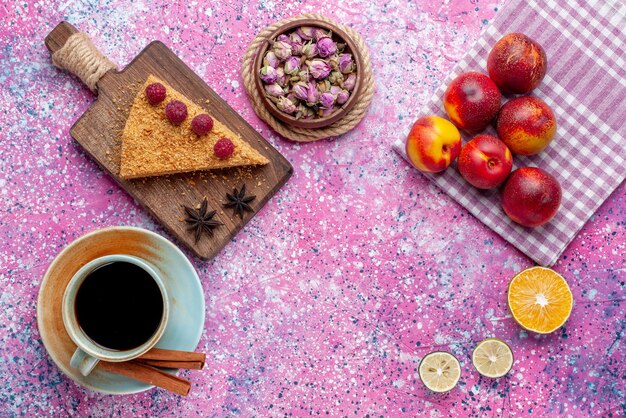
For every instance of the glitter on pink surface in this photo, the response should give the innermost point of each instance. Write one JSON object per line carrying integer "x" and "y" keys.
{"x": 326, "y": 302}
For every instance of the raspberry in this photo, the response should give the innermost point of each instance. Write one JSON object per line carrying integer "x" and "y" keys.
{"x": 224, "y": 148}
{"x": 155, "y": 93}
{"x": 176, "y": 112}
{"x": 202, "y": 124}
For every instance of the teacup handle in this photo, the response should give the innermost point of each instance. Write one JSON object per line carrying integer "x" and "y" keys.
{"x": 83, "y": 362}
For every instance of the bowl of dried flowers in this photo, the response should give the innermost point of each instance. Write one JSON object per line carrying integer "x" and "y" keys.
{"x": 308, "y": 73}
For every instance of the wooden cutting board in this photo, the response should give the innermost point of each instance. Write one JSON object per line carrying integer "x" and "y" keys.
{"x": 99, "y": 129}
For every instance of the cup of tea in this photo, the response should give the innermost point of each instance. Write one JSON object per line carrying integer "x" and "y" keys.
{"x": 115, "y": 308}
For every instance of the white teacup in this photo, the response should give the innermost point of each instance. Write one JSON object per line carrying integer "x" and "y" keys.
{"x": 89, "y": 353}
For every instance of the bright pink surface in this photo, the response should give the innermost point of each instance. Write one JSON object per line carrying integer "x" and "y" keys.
{"x": 353, "y": 272}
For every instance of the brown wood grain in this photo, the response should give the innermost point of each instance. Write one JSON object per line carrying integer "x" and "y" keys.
{"x": 148, "y": 374}
{"x": 98, "y": 132}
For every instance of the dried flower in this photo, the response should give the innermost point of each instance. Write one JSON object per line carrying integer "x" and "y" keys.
{"x": 281, "y": 77}
{"x": 294, "y": 37}
{"x": 318, "y": 68}
{"x": 312, "y": 95}
{"x": 335, "y": 78}
{"x": 323, "y": 86}
{"x": 286, "y": 105}
{"x": 309, "y": 50}
{"x": 304, "y": 75}
{"x": 326, "y": 47}
{"x": 271, "y": 60}
{"x": 296, "y": 48}
{"x": 305, "y": 32}
{"x": 274, "y": 90}
{"x": 268, "y": 75}
{"x": 300, "y": 90}
{"x": 350, "y": 82}
{"x": 304, "y": 112}
{"x": 321, "y": 33}
{"x": 322, "y": 112}
{"x": 341, "y": 95}
{"x": 292, "y": 65}
{"x": 327, "y": 100}
{"x": 346, "y": 64}
{"x": 282, "y": 49}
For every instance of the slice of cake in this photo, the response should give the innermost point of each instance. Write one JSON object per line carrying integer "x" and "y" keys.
{"x": 167, "y": 133}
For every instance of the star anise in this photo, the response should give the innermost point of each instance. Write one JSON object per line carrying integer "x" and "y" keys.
{"x": 201, "y": 220}
{"x": 239, "y": 201}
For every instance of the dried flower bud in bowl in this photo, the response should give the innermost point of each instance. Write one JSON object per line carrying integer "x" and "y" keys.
{"x": 308, "y": 73}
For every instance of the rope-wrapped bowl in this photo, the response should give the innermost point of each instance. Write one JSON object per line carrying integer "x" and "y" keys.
{"x": 345, "y": 117}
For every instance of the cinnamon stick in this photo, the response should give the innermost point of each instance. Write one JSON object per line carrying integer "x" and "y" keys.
{"x": 148, "y": 374}
{"x": 169, "y": 356}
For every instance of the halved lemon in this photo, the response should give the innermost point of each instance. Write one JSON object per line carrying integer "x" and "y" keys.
{"x": 440, "y": 371}
{"x": 540, "y": 299}
{"x": 492, "y": 357}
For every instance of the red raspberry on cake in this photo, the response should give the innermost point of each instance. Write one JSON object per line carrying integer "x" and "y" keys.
{"x": 176, "y": 112}
{"x": 224, "y": 148}
{"x": 202, "y": 124}
{"x": 155, "y": 93}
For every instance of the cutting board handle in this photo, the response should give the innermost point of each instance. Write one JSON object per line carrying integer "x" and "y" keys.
{"x": 73, "y": 51}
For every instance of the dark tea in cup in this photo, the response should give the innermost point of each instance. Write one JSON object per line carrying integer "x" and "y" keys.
{"x": 119, "y": 306}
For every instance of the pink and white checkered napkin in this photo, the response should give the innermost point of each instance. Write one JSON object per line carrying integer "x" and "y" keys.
{"x": 585, "y": 85}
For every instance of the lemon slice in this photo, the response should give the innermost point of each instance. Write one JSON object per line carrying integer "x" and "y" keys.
{"x": 492, "y": 357}
{"x": 440, "y": 371}
{"x": 540, "y": 299}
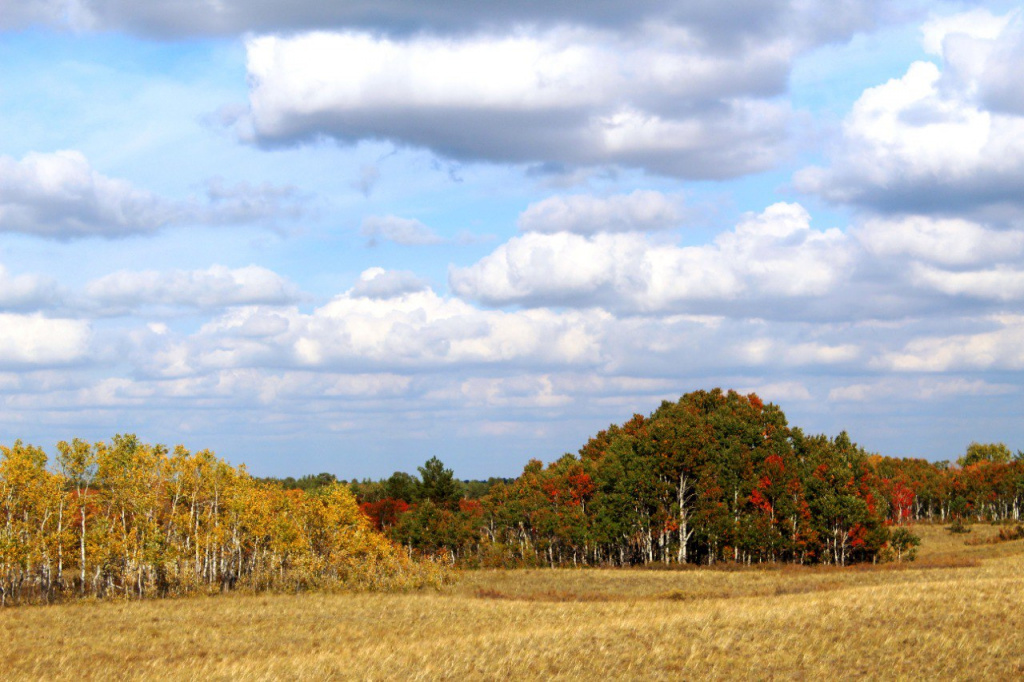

————

Given instruction: Arrange every line of the entries above as a numbered list, skipping any blank lines. Leave the pictures out of your answer.

Solved problem:
1. For every instance of the glitter on pink surface in this photo, the response should give the innermost point of each instance. Write one JSON object per line carrying integer "x" and "y" keys.
2. {"x": 326, "y": 302}
3. For every instance of the raspberry in this photo, the response should give the innermost point of each instance. Write one JSON object per line carrying integer "x" and "y" keys.
4. {"x": 224, "y": 148}
5. {"x": 155, "y": 93}
6. {"x": 176, "y": 112}
7. {"x": 202, "y": 124}
8. For every instance of the teacup handle in this photo, the response should give the innermost point of each instance. Write one JSON object per line carrying integer "x" and "y" keys.
9. {"x": 83, "y": 362}
10. For every instance of the bowl of dried flowers in this photo, the response should give the innermost point of each instance. Write one JSON object per line carrying integer "x" and "y" keys.
11. {"x": 308, "y": 73}
12. For every instance of the wooden cutting board in this photo, the response should give the innermost point of each instance. Write one JSON object per line carrying integer "x" and "y" keys.
13. {"x": 99, "y": 129}
14. For every instance of the cup of tea in this photo, the response should give the innermost point of each instance. Write one JSON object per line carrying integer "x" and "y" keys.
15. {"x": 115, "y": 308}
16. For every instance of the white teacup in this photo, the response should give the innermost point of each instance. Write one JSON object per line carrying integer "x" and "y" keys.
17. {"x": 89, "y": 353}
18. For every instance of the bright pink surface in this photo, the response should give the innermost point of each instance. Write one JSON object per line carrying integer "x" and "y" keys.
19. {"x": 353, "y": 272}
20. For every instance of the brown wood grain in this photo, the response should give the innermost point of each instance. Write one JSON object per line carrying integer "x" and "y" keys.
21. {"x": 148, "y": 374}
22. {"x": 98, "y": 132}
23. For every instance of the dried flower in this photo, the response should give the innermost point of each instance. Write one JSON object per line carrying integer "x" and "y" keys.
24. {"x": 281, "y": 77}
25. {"x": 294, "y": 37}
26. {"x": 318, "y": 68}
27. {"x": 312, "y": 95}
28. {"x": 335, "y": 78}
29. {"x": 323, "y": 86}
30. {"x": 286, "y": 105}
31. {"x": 309, "y": 50}
32. {"x": 304, "y": 75}
33. {"x": 326, "y": 47}
34. {"x": 271, "y": 60}
35. {"x": 296, "y": 48}
36. {"x": 305, "y": 32}
37. {"x": 274, "y": 90}
38. {"x": 268, "y": 75}
39. {"x": 300, "y": 90}
40. {"x": 350, "y": 82}
41. {"x": 304, "y": 112}
42. {"x": 321, "y": 33}
43. {"x": 322, "y": 112}
44. {"x": 341, "y": 95}
45. {"x": 292, "y": 65}
46. {"x": 327, "y": 100}
47. {"x": 346, "y": 64}
48. {"x": 282, "y": 49}
49. For every instance of the slice of cake in this photo, the response should give the innermost point of each instance. Write one JSON object per line carrying integer "x" and "y" keys.
50. {"x": 167, "y": 133}
51. For every instance of the star anise in this photo, the response should give the innermost point of each instance. Write one JSON object per line carrying integer "x" and "y" keys.
52. {"x": 201, "y": 220}
53. {"x": 239, "y": 201}
54. For every instance of the dried flower bud in bowl in this photo, the response should give the innermost point of each instance. Write one JSON object per line carrying integer "x" and "y" keys.
55. {"x": 308, "y": 73}
56. For every instance of the rope-wrapped bowl in this photo, the response should give the innermost point of each instance. Write one JSON object per line carrying integer "x" and "y" keys.
57. {"x": 345, "y": 117}
58. For every instance of the cinnamon stick in this photo, the response should give the innermost point of each instance. Write one JSON object per line carrying integer "x" and "y" keys.
59. {"x": 148, "y": 374}
60. {"x": 169, "y": 356}
61. For every instance of the halved lemon in this photo, the response should give the innermost point of each instance. Write one JSON object per line carrying integer "x" and "y" keys.
62. {"x": 440, "y": 371}
63. {"x": 540, "y": 299}
64. {"x": 492, "y": 357}
65. For every instance of the red raspberry on cake in this photo, the response should give the innermost point of each instance. Write one JSON object per line carrying integer "x" and "y" keys.
66. {"x": 176, "y": 112}
67. {"x": 224, "y": 148}
68. {"x": 202, "y": 124}
69. {"x": 155, "y": 93}
70. For every instance of the cutting board handle in this photo, the response should give the innermost point of each instance. Write one JSON object per line carrying integer "x" and "y" keys.
71. {"x": 73, "y": 51}
72. For every instance of the dark tea in cup in this photo, the response should give the innermost point of each instance. Write one JSON object per line carrying integer "x" and "y" keys.
73. {"x": 119, "y": 306}
74. For every instance of the pink and white checkered napkin in this photo, the response should give the innermost point of each instance. Write one JSON object per line carrying integer "x" and "y" keys.
75. {"x": 585, "y": 85}
76. For every instance of the lemon slice in this photo, the response should give the innermost point of each instance. Write one JSON object per line carrying integer "x" and "y" keys.
77. {"x": 492, "y": 357}
78. {"x": 440, "y": 371}
79. {"x": 540, "y": 299}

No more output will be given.